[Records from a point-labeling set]
⟨

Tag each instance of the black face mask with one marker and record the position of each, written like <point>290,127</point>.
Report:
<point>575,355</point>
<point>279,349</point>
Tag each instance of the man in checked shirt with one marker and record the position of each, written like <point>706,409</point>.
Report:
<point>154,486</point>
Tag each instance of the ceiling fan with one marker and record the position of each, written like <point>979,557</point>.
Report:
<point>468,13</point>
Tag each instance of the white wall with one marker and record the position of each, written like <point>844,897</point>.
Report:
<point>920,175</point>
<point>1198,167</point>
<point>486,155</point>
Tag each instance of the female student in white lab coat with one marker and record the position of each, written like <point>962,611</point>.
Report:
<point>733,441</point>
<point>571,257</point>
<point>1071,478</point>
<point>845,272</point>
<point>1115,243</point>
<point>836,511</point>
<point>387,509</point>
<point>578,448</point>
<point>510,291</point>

⟩

Rewrite every line of the items above, including the lines that ask for markers, and increase each coordinate in the answer points by 46. The sample points in the "written like" phrases stay unchanged.

Tag each instance of the black face mask with one marker and record the position of each, written like <point>290,127</point>.
Report:
<point>621,401</point>
<point>325,395</point>
Tag each instance of the man in checked shirt with one marker and record the position of each, written like <point>706,409</point>.
Report:
<point>200,532</point>
Tag each instance of the ceiling fan with one marker and record the position of each, written like <point>979,557</point>.
Report:
<point>514,59</point>
Tag each instance of the white wall with one marker and record the position of each, written like <point>844,897</point>.
Report:
<point>966,221</point>
<point>1244,213</point>
<point>532,201</point>
Tag each instance of the female student in white lab coat with one marker and record the position of each, written like <point>962,611</point>.
Report:
<point>779,487</point>
<point>617,303</point>
<point>1117,524</point>
<point>891,318</point>
<point>1161,289</point>
<point>882,557</point>
<point>433,555</point>
<point>624,494</point>
<point>556,337</point>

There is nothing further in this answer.